**EXERCISE:**
Each entry below must be given again word for word, with no pictures.

**PROVIDED MATERIAL:**

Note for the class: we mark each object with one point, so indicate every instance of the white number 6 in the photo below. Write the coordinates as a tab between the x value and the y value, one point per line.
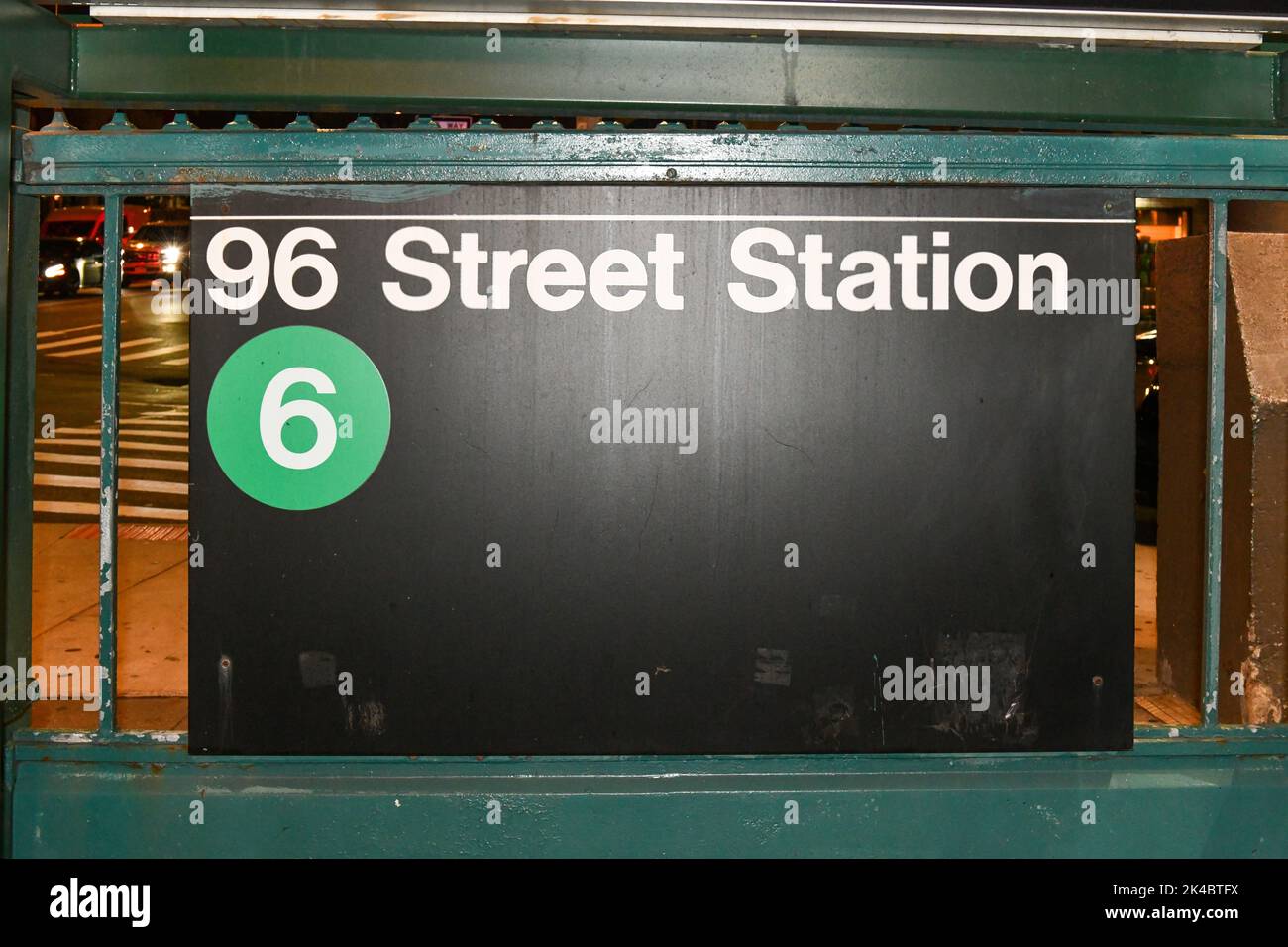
273	416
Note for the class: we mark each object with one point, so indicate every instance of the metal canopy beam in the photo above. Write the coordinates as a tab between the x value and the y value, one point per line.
423	157
265	67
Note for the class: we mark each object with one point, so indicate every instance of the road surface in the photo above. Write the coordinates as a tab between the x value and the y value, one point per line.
154	406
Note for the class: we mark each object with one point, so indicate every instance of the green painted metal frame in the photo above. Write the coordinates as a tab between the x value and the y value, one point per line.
1202	791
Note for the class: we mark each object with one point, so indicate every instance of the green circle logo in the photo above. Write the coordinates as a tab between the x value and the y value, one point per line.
297	418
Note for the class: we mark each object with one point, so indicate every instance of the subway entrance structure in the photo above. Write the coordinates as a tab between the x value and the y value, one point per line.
1153	110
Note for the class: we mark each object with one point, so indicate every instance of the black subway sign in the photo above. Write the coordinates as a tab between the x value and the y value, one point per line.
658	470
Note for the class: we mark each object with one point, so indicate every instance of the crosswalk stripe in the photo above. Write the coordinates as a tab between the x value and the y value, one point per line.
125	483
90	509
140	445
47	333
150	463
94	350
133	432
77	341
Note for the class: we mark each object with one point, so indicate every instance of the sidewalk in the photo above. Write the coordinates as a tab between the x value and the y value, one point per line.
153	607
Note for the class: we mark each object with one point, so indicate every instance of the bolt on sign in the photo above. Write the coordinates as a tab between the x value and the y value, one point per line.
638	470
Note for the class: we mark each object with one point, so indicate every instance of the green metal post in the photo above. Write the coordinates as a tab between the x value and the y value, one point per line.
108	436
1215	463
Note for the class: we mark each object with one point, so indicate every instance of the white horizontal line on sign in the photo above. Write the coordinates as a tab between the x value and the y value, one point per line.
739	218
127	484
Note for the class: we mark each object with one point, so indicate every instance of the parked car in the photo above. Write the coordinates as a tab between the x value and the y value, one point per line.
86	222
65	265
159	250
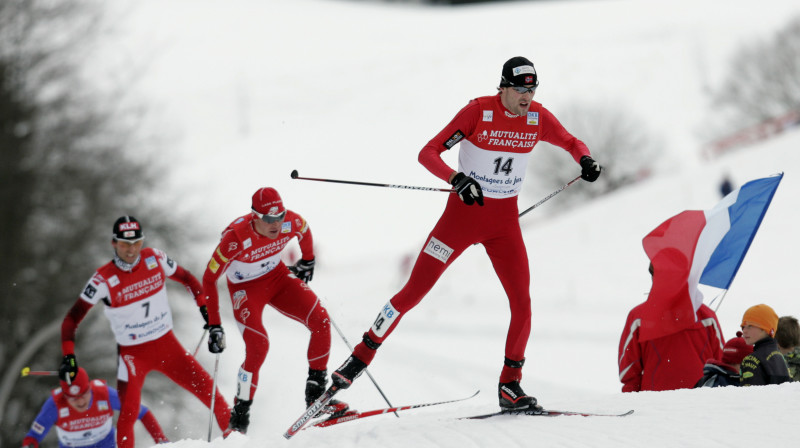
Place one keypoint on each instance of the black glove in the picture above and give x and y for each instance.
(216, 339)
(68, 369)
(590, 170)
(204, 312)
(468, 189)
(304, 269)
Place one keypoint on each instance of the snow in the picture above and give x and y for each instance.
(249, 90)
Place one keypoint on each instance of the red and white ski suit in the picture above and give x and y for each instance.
(495, 149)
(141, 319)
(256, 278)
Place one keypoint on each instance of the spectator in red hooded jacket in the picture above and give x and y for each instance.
(676, 360)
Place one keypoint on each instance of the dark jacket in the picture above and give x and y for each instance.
(765, 365)
(716, 374)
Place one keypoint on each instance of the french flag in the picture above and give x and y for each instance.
(701, 247)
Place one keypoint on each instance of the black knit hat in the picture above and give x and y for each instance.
(519, 71)
(128, 228)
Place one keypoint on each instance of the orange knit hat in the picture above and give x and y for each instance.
(761, 316)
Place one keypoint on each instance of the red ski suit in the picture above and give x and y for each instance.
(670, 362)
(257, 277)
(495, 148)
(141, 319)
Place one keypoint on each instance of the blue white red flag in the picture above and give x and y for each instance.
(700, 247)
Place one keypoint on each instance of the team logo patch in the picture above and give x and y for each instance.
(385, 319)
(90, 291)
(454, 139)
(213, 266)
(151, 262)
(438, 250)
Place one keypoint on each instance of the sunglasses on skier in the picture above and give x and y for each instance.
(270, 218)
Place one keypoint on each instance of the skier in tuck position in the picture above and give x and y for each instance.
(497, 134)
(250, 252)
(133, 288)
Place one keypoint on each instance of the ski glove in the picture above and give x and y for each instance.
(204, 312)
(468, 189)
(216, 339)
(68, 369)
(304, 269)
(590, 170)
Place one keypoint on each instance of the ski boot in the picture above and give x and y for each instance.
(315, 387)
(240, 416)
(513, 398)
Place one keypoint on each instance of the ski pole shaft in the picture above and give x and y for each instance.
(295, 175)
(26, 371)
(548, 197)
(202, 338)
(213, 397)
(338, 330)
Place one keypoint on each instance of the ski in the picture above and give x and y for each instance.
(311, 411)
(548, 413)
(355, 415)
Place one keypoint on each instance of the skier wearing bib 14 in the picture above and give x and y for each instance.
(497, 134)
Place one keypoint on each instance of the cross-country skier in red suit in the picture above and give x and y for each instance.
(133, 288)
(250, 253)
(497, 134)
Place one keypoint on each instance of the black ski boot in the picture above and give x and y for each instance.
(315, 387)
(240, 416)
(513, 398)
(344, 376)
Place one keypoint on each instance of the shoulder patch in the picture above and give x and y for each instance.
(454, 139)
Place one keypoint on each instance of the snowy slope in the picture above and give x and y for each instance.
(250, 90)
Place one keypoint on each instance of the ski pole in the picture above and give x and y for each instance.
(26, 371)
(213, 397)
(550, 196)
(404, 187)
(366, 370)
(202, 338)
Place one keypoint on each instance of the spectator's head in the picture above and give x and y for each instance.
(758, 322)
(788, 333)
(735, 350)
(78, 393)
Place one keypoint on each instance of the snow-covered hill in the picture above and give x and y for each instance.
(251, 90)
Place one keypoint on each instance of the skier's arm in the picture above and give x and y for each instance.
(459, 127)
(554, 133)
(219, 262)
(69, 327)
(630, 357)
(190, 282)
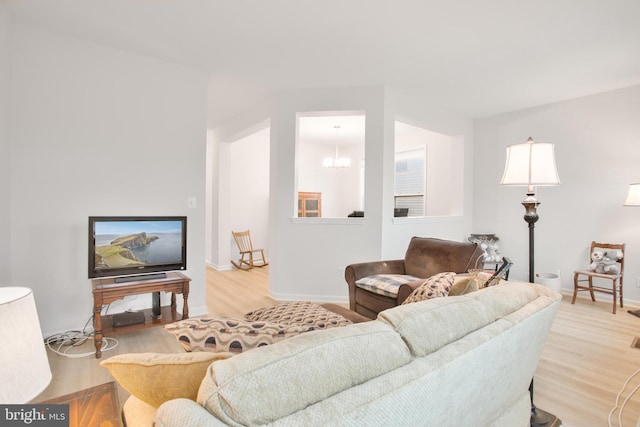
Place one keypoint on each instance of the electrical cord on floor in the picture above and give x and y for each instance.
(624, 403)
(62, 343)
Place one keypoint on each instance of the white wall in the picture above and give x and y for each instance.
(5, 159)
(597, 151)
(97, 131)
(307, 258)
(249, 192)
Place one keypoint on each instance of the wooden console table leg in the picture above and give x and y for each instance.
(97, 328)
(185, 304)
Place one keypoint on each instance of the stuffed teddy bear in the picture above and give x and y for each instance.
(605, 262)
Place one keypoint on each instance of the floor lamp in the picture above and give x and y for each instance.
(25, 371)
(530, 165)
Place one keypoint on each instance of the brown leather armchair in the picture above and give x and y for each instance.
(424, 258)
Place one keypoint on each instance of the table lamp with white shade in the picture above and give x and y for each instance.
(24, 371)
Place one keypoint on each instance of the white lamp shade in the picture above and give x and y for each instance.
(633, 197)
(531, 164)
(24, 371)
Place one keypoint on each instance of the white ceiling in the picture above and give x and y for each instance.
(476, 58)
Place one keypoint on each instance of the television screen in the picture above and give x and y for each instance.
(136, 245)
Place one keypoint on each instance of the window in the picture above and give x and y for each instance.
(410, 183)
(428, 172)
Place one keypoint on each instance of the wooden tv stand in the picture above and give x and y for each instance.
(107, 290)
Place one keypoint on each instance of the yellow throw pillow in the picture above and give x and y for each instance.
(155, 378)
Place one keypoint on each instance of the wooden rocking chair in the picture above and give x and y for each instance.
(243, 240)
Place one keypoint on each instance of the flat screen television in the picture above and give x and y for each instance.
(136, 245)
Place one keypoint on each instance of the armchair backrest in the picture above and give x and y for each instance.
(427, 256)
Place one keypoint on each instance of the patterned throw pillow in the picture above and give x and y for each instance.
(385, 284)
(299, 313)
(433, 287)
(224, 334)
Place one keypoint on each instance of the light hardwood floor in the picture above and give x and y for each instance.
(585, 362)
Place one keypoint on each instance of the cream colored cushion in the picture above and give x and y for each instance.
(385, 284)
(435, 286)
(463, 285)
(155, 378)
(266, 384)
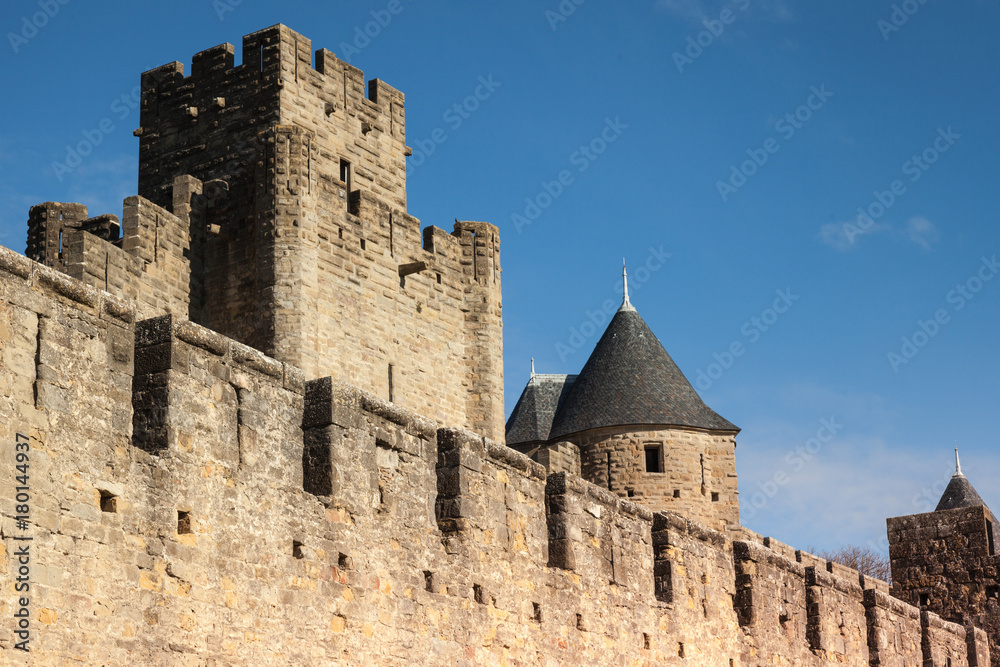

**YOUR SOLUTION:**
Note for the class: we mark each object with one point, so indicate every instance of the white number 6 in the photo below. Write the coordinates as a tab between the x value and the y value, one point per line.
273	416
Note for the class: we mark each object with one point, so indicate every instance of the metal canopy beam in the photo above. Write the coordinates as a tab between the x value and the y value, one point per line.
423	157
265	67
Note for the class: we mark each object with one point, so indicate every instance of the road surface in the photo above. Write the coordinates as a tab between the x value and the y value, one point per line.
154	406
Note for the class: we mark each object with one point, so indicate every instance of the green painted metal frame in the photo above. Write the coordinates as a tab between the x value and the y value, one point per line.
1202	791
Note for the class: we mark each object with one point, so indicate every instance of the green circle logo in the photo above. Write the coordinates as a tab between the x value and the y value, one point per line.
297	418
Note for the class: we mark each object with one point, so indicate every instance of the subway entrance structure in the photo above. Write the coordinates as a tab between the x value and the y value, one point per line.
1153	110
Note for the class: we mark each object with one point, so indicate every instance of the black subway sign in the photo above. Write the coordinates as a tab between the x value and the y value, one point per line.
658	470
Note for the class: we mark each object with one point, so indicate every instance of the crosswalk stripe in the photo above. Write the coordinates as a tab between the x value and the y value, one point per line.
125	483
90	509
140	445
47	333
150	463
94	350
133	432
77	341
Note for the class: we mark each object with one point, so indicate every instance of the sidewalk in the photo above. Write the coordinates as a tab between the x value and the y value, one point per line.
153	607
Note for the class: we mark each object with one point, so indicate every instance of the bolt on sign in the photo above. Write the coordinates as a tab between the x value and the y value, one point per line.
638	470
Note for the class: we mark each object with one point, so indicate every instance of the green metal post in the photo above. Write the coordinates as a tab between the x value and the y value, one point per line.
108	436
1215	463
Note for the class: we mark each object with one point, so indicate every instance of the white horizontal line on sign in the photo above. Write the coordinates as a tab between the x value and the y value, one point per line.
739	218
127	484
Note for the class: we mark each object with one point, so indicate every instance of the parked car in the photo above. Write the coordinates as a tab between the x value and the y value, one point per line.
86	222
65	265
159	250
Place one keypoint on each instance of the black glove in the picture above and give x and y for each instance.
(216, 339)
(68, 369)
(590, 170)
(204, 312)
(468, 189)
(304, 269)
Place one keypoint on each instance of the snow in the picture above and give x and y for each instance.
(249, 90)
Place one keypoint on each instance of the red and white ski suit in the picture above and give x and y for each instance.
(495, 149)
(141, 319)
(256, 278)
Place one keypoint on each instance of the spectator in red hooded jacket in the picture above and give x and y for each instance.
(676, 360)
Place one keypoint on each instance of the dark jacket in the picture above and give x and y for each instance.
(765, 365)
(716, 374)
Place one keypoint on each instance of the french flag in the picture above and give x and y for each instance.
(701, 247)
Place one keypoint on each instance of the black knit hat in the picture above and give x and y for each instance.
(519, 71)
(128, 228)
Place one keypoint on each instance of the orange knit hat in the picture above and give x and y for each instance.
(761, 316)
Place one keypoint on each instance of the red ski suit in the picture above and give x and y for each instance.
(670, 362)
(257, 277)
(495, 148)
(141, 319)
Place one keypoint on each instance of the blue white red flag in the picture above and give x and y for each instance.
(700, 247)
Place one keypoint on each instance of the team logo patch in the picture above and give x and y for each instance.
(385, 319)
(90, 291)
(454, 139)
(213, 266)
(151, 262)
(438, 250)
Place one keypoint on each instance of the sunglasses on skier in the picture above and give x and y for each instance.
(270, 218)
Place one keypoint on each instance of the skier in tuck position in the picture above and give x and y for each instance.
(497, 134)
(250, 252)
(133, 288)
Place one keypoint on each instance of the ski glove in the picture above and give x and y for each instance.
(204, 312)
(468, 189)
(216, 339)
(68, 369)
(304, 269)
(590, 170)
Place one keypoint on each instance of the ski boot in the picture above and give x and y for each instance.
(315, 387)
(240, 416)
(513, 398)
Place one keypoint on each instance of the ski pole shaft in the picture above and give x and y for each instance.
(295, 175)
(26, 371)
(548, 197)
(202, 338)
(213, 397)
(338, 330)
Place one keypoint on each instance of the ski in the picture above and give x and y for each instance.
(311, 411)
(548, 413)
(355, 415)
Place one keypoint on each instance of the skier wearing bib 14 in the picture above and give x and y for each instance.
(497, 134)
Place one keypoint on each instance of the cross-country skier in red suit in the picture above and give x and y for each instance.
(133, 288)
(250, 253)
(497, 134)
Place one keypoint on each instance of the black ski boot in the picture above and give x and y for each instance.
(315, 387)
(240, 416)
(513, 398)
(344, 376)
Place one keypoint on each instance of the shoulder patch in the picture above and give x and y for each instance.
(454, 139)
Place one keypoint on each instance of the snowy slope in the picture above and give x and y for each instance.
(250, 90)
Place one keypoint on each instance of the ski pole in the picture above and give x and y for each instance.
(26, 371)
(213, 397)
(550, 196)
(404, 187)
(366, 370)
(202, 338)
Place one keypoint on each instance of the spectator's head in the picture above and give x and y for each instance.
(758, 322)
(788, 333)
(735, 350)
(78, 393)
Place one keypoint on each instance of the snow-covered hill in the picture above and give x and y for each instance.
(251, 90)
Place one keypoint on each instance of the skier's arm in the picture above and give x and y for each instance.
(459, 127)
(554, 133)
(219, 262)
(69, 327)
(630, 357)
(190, 282)
Place one keypoint on each instance of the electrical cord on floor in the picture above and give x and y for each instance.
(624, 403)
(62, 343)
Place one keypoint on each instance of the white wall in the picture above and give x and y for each instance.
(5, 159)
(597, 151)
(97, 131)
(307, 258)
(249, 192)
Place one keypoint on each instance of the wooden console table leg in the picture above and give x and y for each instance.
(97, 328)
(185, 304)
Place one keypoint on each instance of the stuffed teddy bear in the picture above and give x and y for each instance.
(605, 262)
Place one keypoint on each instance of the floor lamp in the picture above and give x and y for each instance.
(25, 371)
(530, 165)
Place one keypoint on each instance of the brown leather armchair in the picture above and give x and y for each instance.
(424, 258)
Place one keypoint on each instance of the table lamp with white shade in the picture above and give x and y for each instance.
(24, 371)
Place one keypoint on each instance of the white lamp shade in the picture above and give x and y for each instance.
(633, 197)
(531, 164)
(24, 371)
Place one keypoint on each instance of the white ceiling in the picture above and give x and y for each instance.
(476, 58)
Place one keypoint on each instance of the television screen in the picture above and give x and y for each instance.
(136, 245)
Place one keypoint on each instance of the window in the picture above and give x and y for each instance.
(410, 183)
(428, 172)
Place one keypoint on each instance of the wooden tv stand in the picture above and give x and y for each instance.
(107, 290)
Place one keypoint on each instance of the yellow throw pillow in the picture above and give x and y for each instance.
(155, 378)
Place one keypoint on each instance of the wooden rocking chair in the picture above and give x and y for each instance.
(243, 240)
Place one keypoint on each instance of the flat screen television in the picture above and give x and y for each instance.
(136, 245)
Place one keypoint on each instance of the armchair backrest in the picture above and give x and y for each instance.
(427, 256)
Place one keypoint on each instance of the patterned throw pillow in the picture above and give x and y for each instance.
(385, 284)
(299, 313)
(433, 287)
(224, 334)
Place one keypoint on each instance of the light hardwood floor in the picture above and give x and y for each instance.
(585, 362)
Place one keypoint on each instance of the cream colored cushion in the picture above and give x and y for each instance.
(385, 284)
(435, 286)
(463, 285)
(155, 378)
(266, 384)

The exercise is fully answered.